Data records →
——

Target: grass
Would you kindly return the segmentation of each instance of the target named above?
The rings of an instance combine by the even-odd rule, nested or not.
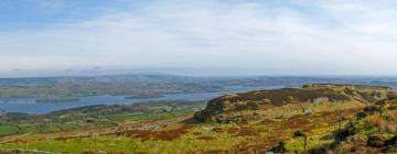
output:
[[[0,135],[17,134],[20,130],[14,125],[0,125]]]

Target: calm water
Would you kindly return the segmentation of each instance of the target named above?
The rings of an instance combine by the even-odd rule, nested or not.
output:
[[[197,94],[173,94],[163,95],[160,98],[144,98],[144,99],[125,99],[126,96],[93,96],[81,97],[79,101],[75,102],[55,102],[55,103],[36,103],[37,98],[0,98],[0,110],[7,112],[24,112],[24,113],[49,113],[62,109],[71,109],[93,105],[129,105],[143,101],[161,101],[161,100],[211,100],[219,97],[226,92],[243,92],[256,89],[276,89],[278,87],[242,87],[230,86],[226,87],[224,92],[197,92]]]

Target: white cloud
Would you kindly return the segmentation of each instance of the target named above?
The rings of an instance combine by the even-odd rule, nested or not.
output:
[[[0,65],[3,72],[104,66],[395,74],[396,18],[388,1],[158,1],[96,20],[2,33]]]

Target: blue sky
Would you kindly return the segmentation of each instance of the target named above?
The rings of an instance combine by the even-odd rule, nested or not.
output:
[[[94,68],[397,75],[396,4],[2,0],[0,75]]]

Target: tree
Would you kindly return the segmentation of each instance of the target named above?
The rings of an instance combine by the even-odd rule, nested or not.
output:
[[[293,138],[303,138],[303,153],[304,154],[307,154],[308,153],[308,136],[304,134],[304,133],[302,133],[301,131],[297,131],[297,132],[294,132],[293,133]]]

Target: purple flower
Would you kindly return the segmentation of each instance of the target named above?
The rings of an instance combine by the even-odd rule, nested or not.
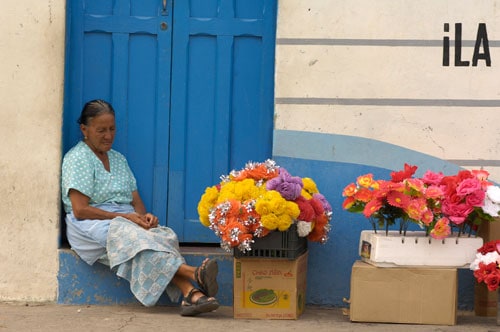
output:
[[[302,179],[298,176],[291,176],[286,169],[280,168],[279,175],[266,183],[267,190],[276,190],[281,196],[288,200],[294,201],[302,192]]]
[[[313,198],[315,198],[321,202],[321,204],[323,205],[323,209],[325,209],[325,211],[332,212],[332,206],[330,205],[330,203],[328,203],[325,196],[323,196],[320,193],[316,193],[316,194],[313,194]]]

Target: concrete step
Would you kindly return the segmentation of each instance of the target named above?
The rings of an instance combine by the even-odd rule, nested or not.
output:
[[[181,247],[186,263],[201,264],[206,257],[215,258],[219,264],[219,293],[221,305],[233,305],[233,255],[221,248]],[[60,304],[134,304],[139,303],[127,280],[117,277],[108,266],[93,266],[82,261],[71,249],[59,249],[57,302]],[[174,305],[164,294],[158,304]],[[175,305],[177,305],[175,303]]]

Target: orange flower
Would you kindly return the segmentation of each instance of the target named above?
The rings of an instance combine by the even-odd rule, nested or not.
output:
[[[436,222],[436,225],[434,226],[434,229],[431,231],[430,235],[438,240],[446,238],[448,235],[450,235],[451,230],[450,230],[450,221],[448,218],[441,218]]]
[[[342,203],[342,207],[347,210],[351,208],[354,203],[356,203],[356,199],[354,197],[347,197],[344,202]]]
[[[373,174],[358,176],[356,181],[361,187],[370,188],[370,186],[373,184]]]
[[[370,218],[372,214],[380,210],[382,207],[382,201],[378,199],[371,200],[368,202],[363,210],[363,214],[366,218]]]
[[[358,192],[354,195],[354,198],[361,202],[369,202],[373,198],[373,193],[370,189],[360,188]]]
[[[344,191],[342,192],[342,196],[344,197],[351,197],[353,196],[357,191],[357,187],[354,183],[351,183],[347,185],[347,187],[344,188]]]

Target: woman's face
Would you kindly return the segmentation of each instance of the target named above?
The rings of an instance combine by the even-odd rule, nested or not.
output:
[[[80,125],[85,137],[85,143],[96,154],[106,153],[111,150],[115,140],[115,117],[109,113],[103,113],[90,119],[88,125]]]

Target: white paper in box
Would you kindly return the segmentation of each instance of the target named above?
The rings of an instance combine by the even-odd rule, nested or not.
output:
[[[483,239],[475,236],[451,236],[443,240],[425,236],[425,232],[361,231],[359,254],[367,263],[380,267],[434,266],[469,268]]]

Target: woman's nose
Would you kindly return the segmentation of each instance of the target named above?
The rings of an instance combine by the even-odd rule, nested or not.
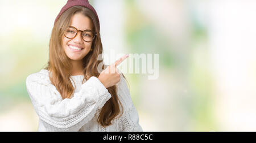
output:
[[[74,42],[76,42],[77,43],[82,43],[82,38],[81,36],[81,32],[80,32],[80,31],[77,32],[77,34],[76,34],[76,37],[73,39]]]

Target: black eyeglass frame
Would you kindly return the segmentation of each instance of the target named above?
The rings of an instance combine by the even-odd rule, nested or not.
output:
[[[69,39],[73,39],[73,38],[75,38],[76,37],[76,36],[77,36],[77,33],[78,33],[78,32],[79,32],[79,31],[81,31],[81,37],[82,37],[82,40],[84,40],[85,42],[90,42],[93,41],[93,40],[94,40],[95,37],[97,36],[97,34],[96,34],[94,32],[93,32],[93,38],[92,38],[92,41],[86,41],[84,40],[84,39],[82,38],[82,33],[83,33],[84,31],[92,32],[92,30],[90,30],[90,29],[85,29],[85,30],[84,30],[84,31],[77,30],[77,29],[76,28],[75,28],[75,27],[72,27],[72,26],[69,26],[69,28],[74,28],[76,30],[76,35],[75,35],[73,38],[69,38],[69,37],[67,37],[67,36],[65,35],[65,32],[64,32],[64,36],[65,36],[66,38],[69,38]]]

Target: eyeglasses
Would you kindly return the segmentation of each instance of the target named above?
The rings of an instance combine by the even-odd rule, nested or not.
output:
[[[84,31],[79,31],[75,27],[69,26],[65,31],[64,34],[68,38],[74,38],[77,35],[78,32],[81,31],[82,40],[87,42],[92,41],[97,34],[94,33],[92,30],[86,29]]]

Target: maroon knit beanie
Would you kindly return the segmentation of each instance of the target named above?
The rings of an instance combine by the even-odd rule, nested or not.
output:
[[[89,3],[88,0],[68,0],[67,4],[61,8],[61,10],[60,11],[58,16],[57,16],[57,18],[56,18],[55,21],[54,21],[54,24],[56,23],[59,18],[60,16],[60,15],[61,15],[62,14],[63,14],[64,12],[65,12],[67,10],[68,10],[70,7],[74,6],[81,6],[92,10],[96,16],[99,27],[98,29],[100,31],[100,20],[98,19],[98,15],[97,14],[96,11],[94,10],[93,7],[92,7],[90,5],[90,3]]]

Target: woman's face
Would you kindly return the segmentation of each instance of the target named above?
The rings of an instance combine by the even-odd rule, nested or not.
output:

——

SET TASK → Reproduce word for word the lines running from the line with "Target: woman's nose" through the end of the data, both included, and nothing else; leave out the pictures.

RESPONSE TO THIS TASK →
Target: woman's nose
Would you kindly return the segmentation of each instance of the target named above?
The rings of an instance combine by the even-odd rule, nested or not.
output:
[[[74,42],[76,42],[77,43],[82,43],[82,38],[81,36],[81,32],[80,32],[80,31],[77,32],[77,34],[76,34],[76,37],[73,39]]]

Target: black eyeglass frame
Would you kindly return the segmentation of each instance of the target named above?
The rings of an instance combine by the even-odd rule, nested or not.
output:
[[[69,39],[73,39],[73,38],[75,38],[76,37],[76,36],[77,36],[77,33],[78,33],[78,32],[79,32],[79,31],[81,31],[81,37],[82,37],[82,40],[84,40],[85,42],[90,42],[93,41],[93,40],[94,40],[95,37],[97,36],[97,34],[96,34],[94,32],[93,32],[93,38],[92,38],[92,41],[86,41],[84,40],[84,39],[82,38],[82,33],[83,33],[84,31],[92,32],[92,30],[90,30],[90,29],[85,29],[85,30],[84,30],[84,31],[77,30],[77,29],[76,28],[75,28],[75,27],[72,27],[72,26],[69,26],[69,28],[74,28],[76,30],[76,35],[75,35],[73,38],[69,38],[69,37],[67,37],[67,36],[65,35],[65,32],[64,32],[64,36],[65,36],[66,38],[69,38]]]

Target: eyeglasses
Would you kindly return the segmentation of each instance of the target named above?
The rings of an instance combine by the even-odd rule, nested or not.
output:
[[[84,31],[79,31],[75,27],[69,26],[65,31],[64,34],[68,38],[74,38],[77,35],[78,32],[81,31],[82,40],[87,42],[92,41],[97,34],[94,33],[92,30],[86,29]]]

Target: maroon knit beanie
Would you kindly return the segmentation of each instance of the target named above?
The rings of an instance combine by the even-odd rule, nested or not.
output:
[[[89,3],[88,0],[68,0],[67,4],[61,8],[61,10],[60,11],[58,16],[57,16],[57,18],[56,18],[55,21],[54,21],[54,24],[56,23],[59,18],[60,16],[60,15],[61,15],[62,14],[63,14],[64,12],[65,12],[67,10],[68,10],[70,7],[74,6],[81,6],[92,10],[96,16],[99,27],[98,29],[100,31],[100,20],[98,19],[98,15],[97,14],[96,11],[94,10],[93,7],[92,7],[90,5],[90,3]]]

Target: woman's face
Would you kindly return the segmentation of each instance of the target named above?
The rings of an instance combine by the even-odd rule, nested or not.
output:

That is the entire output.